* [Given passage]
━━━━━━━━━━━━━━━━━━━━━━━━━━━━━━
From Surviving to Thriving

Today marks exactly three years since my four children and I stepped off a plane from Britain to join my husband and their father and embark on a new life in America.  Three years is a weird way-marker because in some ways it feels like we have not been here that long and in other ways it feels like we are way more established here than we would be after a mere three years.  We are inbetweeners.

Looking back, I think the first year of life here was very much about just surviving.  Back then I was so focused on getting through each day and each new challenge that I could not distance myself enough to have adequate perspective to recognise that we were just surviving.  I was just putting one foot in front of the other, sometimes stumbling, but mostly moving forwards.  However, so much has happened in these first three years that have helped us put down roots and start to feel settled here.  We bought a house – which was a massive deal for starting to “belong” – and everyone got settled into rhythms and routines, adjusted to new schools and work places, made new friends, developed new traditions to meld with the old ones we imported from Scotland, passed driving tests, and the children officially became American citizens.  Now I alone am the only Green Card holder, the only alien.
━━━━━━━━━━━━━━━━━━━━━━━━━━━━━━
* [Data]
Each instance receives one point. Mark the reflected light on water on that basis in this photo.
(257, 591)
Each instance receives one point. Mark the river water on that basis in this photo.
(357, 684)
━━━━━━━━━━━━━━━━━━━━━━━━━━━━━━
* [Exercise task] In the passage about settling in America, who is now the only Green Card holder in the family?

* [Right answer] The writer alone is the only Green Card holder.